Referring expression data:
○ ○ ○

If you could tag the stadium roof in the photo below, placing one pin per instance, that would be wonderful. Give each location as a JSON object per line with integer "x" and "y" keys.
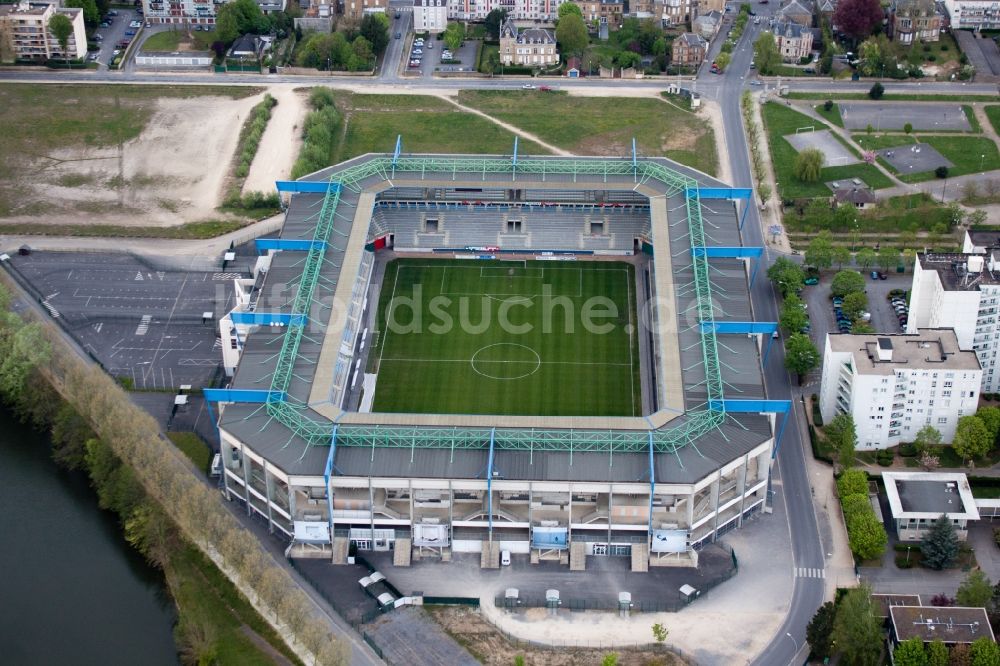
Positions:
{"x": 689, "y": 439}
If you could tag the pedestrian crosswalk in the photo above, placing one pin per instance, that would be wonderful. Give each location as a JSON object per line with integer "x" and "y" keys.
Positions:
{"x": 809, "y": 572}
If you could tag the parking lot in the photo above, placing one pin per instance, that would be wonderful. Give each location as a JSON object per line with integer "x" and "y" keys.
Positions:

○ ○ ○

▸ **What this task involves**
Could you restate each record word for word, keeping the pictures out?

▸ **Output of the exercise**
If you could tag the stadium roof in the photo below, placing one pin per instance, that would be wonderful. Give each location as a JSON object per line with integer "x" and "y" keys.
Positions:
{"x": 689, "y": 439}
If you could tag the pedestrian crosswalk in the photo above, placing one pin per instance, that would be wonderful. Give each location as a JSON object per line with integer "x" and "y" keys.
Positions:
{"x": 809, "y": 572}
If you could tag the parking lot in the photo above, placing one pin per instance, that would be wonderful. Give each location as a JSON object per line with integer "x" and "y" keys.
Positions:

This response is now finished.